**EXERCISE TASK**
Only the lines from the line containing "Where can the black rubber" to the end of the entries should be repeated, exactly as they appear.

[Excerpts from point annotation data]
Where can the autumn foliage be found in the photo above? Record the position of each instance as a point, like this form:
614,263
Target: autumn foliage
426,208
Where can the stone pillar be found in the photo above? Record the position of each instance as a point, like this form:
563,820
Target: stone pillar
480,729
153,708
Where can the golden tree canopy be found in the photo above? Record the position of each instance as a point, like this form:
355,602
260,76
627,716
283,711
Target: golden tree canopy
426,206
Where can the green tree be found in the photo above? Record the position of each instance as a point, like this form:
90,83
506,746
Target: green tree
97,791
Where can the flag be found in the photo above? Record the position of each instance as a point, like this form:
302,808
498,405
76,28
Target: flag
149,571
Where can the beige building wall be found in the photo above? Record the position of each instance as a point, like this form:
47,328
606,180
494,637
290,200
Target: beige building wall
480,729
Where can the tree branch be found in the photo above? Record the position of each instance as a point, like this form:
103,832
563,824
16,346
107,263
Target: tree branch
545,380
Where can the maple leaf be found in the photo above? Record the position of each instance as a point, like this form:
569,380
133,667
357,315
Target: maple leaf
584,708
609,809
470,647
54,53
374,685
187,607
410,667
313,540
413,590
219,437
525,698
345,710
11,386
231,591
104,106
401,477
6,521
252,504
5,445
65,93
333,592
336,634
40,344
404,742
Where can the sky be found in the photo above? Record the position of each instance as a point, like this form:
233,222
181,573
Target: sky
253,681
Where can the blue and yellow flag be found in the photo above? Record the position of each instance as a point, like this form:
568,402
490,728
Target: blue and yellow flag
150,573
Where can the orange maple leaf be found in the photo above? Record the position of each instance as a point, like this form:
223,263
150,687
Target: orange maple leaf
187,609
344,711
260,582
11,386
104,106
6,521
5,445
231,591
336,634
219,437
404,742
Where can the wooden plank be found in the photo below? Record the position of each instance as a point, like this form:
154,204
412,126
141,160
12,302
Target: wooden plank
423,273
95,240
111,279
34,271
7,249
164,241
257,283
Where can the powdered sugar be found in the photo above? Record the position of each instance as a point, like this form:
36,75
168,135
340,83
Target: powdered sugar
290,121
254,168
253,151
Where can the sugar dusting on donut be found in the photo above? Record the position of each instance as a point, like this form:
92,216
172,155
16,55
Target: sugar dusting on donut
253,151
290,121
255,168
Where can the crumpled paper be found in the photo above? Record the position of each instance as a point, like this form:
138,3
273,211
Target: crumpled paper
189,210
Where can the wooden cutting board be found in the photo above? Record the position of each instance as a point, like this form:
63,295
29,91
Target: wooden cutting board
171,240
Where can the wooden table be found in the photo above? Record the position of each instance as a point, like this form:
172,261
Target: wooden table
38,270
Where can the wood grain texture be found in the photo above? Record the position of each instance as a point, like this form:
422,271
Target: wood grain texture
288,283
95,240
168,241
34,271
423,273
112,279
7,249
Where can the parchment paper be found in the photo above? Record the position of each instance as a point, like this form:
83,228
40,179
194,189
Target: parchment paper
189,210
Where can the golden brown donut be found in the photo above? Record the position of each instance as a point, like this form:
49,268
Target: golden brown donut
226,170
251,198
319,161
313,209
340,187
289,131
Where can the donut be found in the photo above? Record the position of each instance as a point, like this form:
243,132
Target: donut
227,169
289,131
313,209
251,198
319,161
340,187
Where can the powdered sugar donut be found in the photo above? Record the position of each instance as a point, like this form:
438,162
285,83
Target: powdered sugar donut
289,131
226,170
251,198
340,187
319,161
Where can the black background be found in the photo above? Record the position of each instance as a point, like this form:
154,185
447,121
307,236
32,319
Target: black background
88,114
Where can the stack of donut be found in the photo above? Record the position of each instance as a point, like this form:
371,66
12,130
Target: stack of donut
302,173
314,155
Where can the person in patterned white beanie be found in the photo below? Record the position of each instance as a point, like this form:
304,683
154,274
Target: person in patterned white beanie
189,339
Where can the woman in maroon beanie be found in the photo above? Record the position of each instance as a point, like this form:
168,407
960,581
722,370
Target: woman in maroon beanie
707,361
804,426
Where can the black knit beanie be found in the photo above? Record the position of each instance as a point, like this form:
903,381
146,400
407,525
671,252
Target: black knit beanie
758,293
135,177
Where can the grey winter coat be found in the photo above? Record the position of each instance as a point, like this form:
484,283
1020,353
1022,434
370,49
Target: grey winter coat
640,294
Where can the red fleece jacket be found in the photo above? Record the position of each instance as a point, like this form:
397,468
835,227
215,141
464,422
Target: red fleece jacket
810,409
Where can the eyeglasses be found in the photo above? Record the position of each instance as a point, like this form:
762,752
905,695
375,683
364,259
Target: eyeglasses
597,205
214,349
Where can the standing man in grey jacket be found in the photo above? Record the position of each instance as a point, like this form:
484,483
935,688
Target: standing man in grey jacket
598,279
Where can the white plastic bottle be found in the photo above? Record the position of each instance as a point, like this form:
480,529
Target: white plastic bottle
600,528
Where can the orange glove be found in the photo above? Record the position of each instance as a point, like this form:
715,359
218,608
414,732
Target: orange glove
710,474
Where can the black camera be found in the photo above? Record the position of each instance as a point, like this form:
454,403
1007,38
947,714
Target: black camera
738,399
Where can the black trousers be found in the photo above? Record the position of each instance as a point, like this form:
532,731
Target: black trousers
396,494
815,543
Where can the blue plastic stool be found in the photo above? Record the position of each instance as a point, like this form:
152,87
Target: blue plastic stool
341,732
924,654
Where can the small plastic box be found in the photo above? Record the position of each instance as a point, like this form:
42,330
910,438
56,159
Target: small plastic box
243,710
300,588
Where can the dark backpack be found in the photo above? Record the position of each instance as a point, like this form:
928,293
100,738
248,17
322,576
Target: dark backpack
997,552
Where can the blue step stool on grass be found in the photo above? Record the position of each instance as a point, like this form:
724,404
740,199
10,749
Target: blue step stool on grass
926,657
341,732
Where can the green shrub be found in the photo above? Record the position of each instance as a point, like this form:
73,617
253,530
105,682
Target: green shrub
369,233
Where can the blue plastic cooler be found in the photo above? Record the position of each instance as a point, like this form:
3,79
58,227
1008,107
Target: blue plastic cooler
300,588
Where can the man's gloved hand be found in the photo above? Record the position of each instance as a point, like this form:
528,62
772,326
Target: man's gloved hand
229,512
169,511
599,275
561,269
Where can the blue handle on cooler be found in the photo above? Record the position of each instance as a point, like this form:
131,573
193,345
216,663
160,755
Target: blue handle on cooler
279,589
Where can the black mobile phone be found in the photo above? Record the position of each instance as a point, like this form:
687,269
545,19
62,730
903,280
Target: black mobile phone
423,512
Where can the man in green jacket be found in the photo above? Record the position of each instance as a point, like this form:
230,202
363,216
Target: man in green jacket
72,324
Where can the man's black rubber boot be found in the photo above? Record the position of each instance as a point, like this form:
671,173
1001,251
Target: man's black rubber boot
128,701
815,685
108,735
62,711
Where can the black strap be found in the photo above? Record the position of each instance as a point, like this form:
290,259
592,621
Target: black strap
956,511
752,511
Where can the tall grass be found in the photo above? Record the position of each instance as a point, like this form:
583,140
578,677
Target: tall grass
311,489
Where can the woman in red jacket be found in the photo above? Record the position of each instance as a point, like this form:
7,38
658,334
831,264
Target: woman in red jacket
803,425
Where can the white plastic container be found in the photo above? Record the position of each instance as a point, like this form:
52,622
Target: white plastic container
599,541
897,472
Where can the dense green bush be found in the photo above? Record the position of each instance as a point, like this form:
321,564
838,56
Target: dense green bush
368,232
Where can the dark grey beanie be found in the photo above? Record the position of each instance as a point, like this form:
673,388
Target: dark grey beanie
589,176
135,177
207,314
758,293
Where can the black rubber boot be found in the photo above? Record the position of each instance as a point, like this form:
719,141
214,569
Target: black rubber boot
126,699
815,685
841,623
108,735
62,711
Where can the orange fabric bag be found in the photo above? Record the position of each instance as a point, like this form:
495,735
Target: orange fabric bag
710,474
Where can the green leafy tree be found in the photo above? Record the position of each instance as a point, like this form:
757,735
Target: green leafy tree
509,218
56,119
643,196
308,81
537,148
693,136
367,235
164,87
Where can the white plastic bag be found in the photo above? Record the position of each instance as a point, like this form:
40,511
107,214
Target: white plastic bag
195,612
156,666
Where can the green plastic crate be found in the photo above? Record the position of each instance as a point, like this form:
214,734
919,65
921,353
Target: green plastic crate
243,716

**SOLUTION FOR THIS PROBLEM**
Where can the black rubber boot be found in the photo above? Record the position of each instance as a point, like this form:
719,141
214,569
Target: black rubber boot
126,699
815,685
841,623
108,735
62,711
Where can the orange fabric bag be found in the photo above? Record the position of each instance as a point, like this form:
495,735
Target: orange fabric bag
710,474
Where can the green leafy tree be found in the photo above? Record the position of each instance as a point, like this form:
757,735
Target: green leafy tree
509,218
56,119
643,196
308,81
537,148
693,136
367,235
164,87
Where can the white plastic bag be found in the photo above? Record the position of each instance as a point, like this form:
40,511
107,214
Target: white plastic bag
195,612
156,666
Where can the green plastic crate be found in the photo above? Record the position of each instance as a point, like this form:
214,734
919,65
921,353
Target: green plastic crate
243,716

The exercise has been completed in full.